Seton Catholic High School was a Roman Catholic high school in Pittston, Pennsylvania named after Elizabeth Ann Seton. The school was originally called St. John's High School, and burned down on February 19, 1960. It was renovated in 1961, renamed in 1976 to the Seton Catholic High School, and was consolidated into Holy Redeemer High School in 2007.

==History==
The St. John's parochial schools date back to 1864 with the first graduating class of the St. John's Academy being in 1865.

In 1881, plans for a free school were developed and an initial donation of $2,000 was provided by Michael Reap. The St. John's High School was chartered on March 17, 1900.

===Fire of 1960===
Approximately 1:20 P.M. on February 19, 1960, a fire erupted at the school. 770 students were evacuated. The fire raged until approximately 3:00 P.M. None were harmed except for two firefighters with foot injuries and five that suffered from smoke inhalation.

→ **Information given**
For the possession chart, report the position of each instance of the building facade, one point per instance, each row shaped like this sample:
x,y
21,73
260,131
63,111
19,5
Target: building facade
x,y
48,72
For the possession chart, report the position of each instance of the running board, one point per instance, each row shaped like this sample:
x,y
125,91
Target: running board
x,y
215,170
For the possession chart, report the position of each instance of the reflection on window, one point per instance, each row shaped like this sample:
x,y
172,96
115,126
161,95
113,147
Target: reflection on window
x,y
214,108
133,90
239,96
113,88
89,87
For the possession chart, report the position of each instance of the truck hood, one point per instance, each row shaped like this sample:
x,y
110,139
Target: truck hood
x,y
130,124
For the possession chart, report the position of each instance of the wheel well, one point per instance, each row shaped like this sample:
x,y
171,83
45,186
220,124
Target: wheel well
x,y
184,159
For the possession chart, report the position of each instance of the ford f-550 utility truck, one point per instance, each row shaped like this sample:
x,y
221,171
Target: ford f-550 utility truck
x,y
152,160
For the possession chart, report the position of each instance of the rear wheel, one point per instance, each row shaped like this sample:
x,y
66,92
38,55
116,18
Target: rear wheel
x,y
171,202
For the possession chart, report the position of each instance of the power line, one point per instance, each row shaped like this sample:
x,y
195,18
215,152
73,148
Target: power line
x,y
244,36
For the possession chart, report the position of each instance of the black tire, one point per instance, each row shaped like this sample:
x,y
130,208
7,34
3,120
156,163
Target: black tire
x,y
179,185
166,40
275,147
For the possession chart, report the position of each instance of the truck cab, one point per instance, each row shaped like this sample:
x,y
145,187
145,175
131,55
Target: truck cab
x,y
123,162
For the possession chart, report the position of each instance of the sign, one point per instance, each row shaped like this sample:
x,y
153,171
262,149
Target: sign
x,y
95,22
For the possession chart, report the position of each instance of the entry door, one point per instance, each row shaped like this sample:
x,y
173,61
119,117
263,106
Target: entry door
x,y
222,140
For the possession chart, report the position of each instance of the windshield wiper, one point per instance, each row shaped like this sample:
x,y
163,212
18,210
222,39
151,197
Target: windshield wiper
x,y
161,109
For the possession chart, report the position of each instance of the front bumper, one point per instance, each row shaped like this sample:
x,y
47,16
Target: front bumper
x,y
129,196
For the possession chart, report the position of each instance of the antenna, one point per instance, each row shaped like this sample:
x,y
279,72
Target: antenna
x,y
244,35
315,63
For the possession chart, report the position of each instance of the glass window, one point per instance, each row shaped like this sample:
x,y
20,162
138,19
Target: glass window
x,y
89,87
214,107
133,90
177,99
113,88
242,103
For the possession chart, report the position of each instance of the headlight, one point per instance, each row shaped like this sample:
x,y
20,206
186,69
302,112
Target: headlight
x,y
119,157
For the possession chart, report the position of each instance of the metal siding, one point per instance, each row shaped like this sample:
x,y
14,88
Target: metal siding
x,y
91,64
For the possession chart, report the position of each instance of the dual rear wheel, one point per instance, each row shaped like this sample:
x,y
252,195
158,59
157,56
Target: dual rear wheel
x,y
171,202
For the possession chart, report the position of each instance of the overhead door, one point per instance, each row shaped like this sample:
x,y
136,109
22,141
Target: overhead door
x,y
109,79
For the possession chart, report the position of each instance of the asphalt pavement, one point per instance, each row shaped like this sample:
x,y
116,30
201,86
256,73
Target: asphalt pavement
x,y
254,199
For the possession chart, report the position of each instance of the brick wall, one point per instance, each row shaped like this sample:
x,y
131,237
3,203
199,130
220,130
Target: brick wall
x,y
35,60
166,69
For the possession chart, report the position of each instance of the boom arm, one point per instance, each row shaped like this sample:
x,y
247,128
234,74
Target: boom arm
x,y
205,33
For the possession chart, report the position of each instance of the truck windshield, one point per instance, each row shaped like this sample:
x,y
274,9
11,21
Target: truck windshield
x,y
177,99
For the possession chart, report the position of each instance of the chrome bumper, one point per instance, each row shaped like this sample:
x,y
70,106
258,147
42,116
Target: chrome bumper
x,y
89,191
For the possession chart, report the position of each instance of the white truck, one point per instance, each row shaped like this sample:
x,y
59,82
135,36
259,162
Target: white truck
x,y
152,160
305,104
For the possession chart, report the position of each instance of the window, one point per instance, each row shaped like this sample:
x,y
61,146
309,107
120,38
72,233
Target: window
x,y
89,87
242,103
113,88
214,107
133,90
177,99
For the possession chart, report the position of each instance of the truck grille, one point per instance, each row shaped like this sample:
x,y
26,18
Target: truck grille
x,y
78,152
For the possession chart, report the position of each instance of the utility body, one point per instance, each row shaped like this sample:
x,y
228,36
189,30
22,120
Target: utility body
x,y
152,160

→ **Task requirements**
a - Translate this sentence from the passage on Seton Catholic High School into Spanish: "The St. John's High School was chartered on March 17, 1900."
b - Retype the passage on Seton Catholic High School without any changes, from "In 1881, plans" up to and including "from smoke inhalation.".

→ **Responses in order**
a - La St. John's High School recibió su carta constitutiva el 17 de marzo de 1900.

b -
In 1881, plans for a free school were developed and an initial donation of $2,000 was provided by Michael Reap. The St. John's High School was chartered on March 17, 1900.

===Fire of 1960===
Approximately 1:20 P.M. on February 19, 1960, a fire erupted at the school. 770 students were evacuated. The fire raged until approximately 3:00 P.M. None were harmed except for two firefighters with foot injuries and five that suffered from smoke inhalation.